Rows from a dataset:
#####

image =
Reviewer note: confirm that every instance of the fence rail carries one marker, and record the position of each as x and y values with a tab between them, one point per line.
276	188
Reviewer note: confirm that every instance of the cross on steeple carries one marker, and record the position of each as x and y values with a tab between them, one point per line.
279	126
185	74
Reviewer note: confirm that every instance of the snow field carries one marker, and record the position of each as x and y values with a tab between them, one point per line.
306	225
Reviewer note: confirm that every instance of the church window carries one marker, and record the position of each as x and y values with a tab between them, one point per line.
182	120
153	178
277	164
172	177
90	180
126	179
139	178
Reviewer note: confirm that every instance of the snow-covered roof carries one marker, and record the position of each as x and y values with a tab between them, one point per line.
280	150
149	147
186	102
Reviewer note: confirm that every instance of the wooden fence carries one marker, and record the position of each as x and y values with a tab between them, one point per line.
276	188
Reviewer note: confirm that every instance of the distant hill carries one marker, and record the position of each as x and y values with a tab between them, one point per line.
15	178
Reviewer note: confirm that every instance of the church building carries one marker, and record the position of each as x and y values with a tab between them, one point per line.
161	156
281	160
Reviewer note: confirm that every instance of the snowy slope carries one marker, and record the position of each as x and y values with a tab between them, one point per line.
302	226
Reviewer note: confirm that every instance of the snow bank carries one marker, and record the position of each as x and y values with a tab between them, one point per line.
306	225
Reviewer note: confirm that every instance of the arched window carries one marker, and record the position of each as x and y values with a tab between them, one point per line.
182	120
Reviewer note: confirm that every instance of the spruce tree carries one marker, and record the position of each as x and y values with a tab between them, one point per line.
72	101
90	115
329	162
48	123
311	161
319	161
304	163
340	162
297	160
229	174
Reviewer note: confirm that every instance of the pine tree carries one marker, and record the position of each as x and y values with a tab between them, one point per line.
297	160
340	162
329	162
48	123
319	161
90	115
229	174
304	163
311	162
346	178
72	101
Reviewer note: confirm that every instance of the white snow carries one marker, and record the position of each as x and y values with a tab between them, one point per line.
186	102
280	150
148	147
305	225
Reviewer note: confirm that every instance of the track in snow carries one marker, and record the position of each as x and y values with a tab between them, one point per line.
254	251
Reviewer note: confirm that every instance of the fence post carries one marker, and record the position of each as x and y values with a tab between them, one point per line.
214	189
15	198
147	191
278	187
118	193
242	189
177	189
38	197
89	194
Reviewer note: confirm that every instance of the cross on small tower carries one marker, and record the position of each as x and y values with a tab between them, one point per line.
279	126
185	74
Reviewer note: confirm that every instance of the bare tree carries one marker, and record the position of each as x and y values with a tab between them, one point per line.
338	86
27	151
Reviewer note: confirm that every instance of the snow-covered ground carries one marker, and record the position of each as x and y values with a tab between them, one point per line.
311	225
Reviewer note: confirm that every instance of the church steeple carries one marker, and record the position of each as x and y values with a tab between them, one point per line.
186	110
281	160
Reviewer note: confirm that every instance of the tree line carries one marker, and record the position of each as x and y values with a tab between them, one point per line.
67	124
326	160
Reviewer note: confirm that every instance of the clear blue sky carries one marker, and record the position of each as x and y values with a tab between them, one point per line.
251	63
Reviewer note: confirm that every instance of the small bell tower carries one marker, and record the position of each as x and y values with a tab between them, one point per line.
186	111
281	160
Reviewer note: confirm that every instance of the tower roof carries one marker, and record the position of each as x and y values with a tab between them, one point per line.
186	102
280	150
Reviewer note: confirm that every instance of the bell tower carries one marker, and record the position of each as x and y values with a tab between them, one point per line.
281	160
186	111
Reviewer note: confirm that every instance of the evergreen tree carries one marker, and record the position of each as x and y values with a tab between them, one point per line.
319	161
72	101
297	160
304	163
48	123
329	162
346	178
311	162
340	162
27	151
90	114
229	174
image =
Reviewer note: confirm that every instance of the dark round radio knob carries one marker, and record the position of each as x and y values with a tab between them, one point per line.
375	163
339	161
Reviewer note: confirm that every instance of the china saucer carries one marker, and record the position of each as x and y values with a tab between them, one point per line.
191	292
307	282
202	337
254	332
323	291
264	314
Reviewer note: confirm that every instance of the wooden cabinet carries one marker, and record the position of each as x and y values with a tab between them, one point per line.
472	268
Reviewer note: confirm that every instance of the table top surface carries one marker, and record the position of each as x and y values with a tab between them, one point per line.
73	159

#####

- Task details: Copy exactly the line containing "Reviewer note: confirm that every instance of the small" and every line after it, ending with the last line of the records above.

- The answer:
Reviewer note: confirm that every instance of the small bell tower carries one marker, and record the position of each as x and y values with a tab between them, one point per line.
186	111
281	160
Reviewer note: confirm that every instance of the tower roof carries one marker, and record the position of each as x and y values with a tab between them, one point per line.
186	102
280	150
Reviewer note: confirm that every instance of the bell tower carries one marker, and record the position of each as x and y values with a tab between them, one point per line.
281	160
186	111
Reviewer note: confirm that every instance of the evergreen tree carries one marker, and record the position of each as x and y values with a tab between them, one point per line.
319	161
72	101
297	160
304	163
48	123
329	162
346	178
311	162
340	162
27	151
90	114
229	174
image =
Reviewer note: confirm that every instance of the dark round radio knob carries one marker, and record the position of each as x and y values with a tab between them, one point per line.
375	163
339	161
Reviewer note: confirm that every instance of the china saucer carries one marker, and record the position of each as x and y values with a tab between them, one point per line.
191	292
307	282
202	337
254	332
323	291
264	314
Reviewer note: confirm that every instance of the wooden cabinet carries one marker, and record the position of each as x and y values with a tab between them, one point per line.
472	268
Reviewer note: confirm that every instance of the table top surface carries one marker, and record the position of each as x and y values with a tab between them, one point per line.
73	159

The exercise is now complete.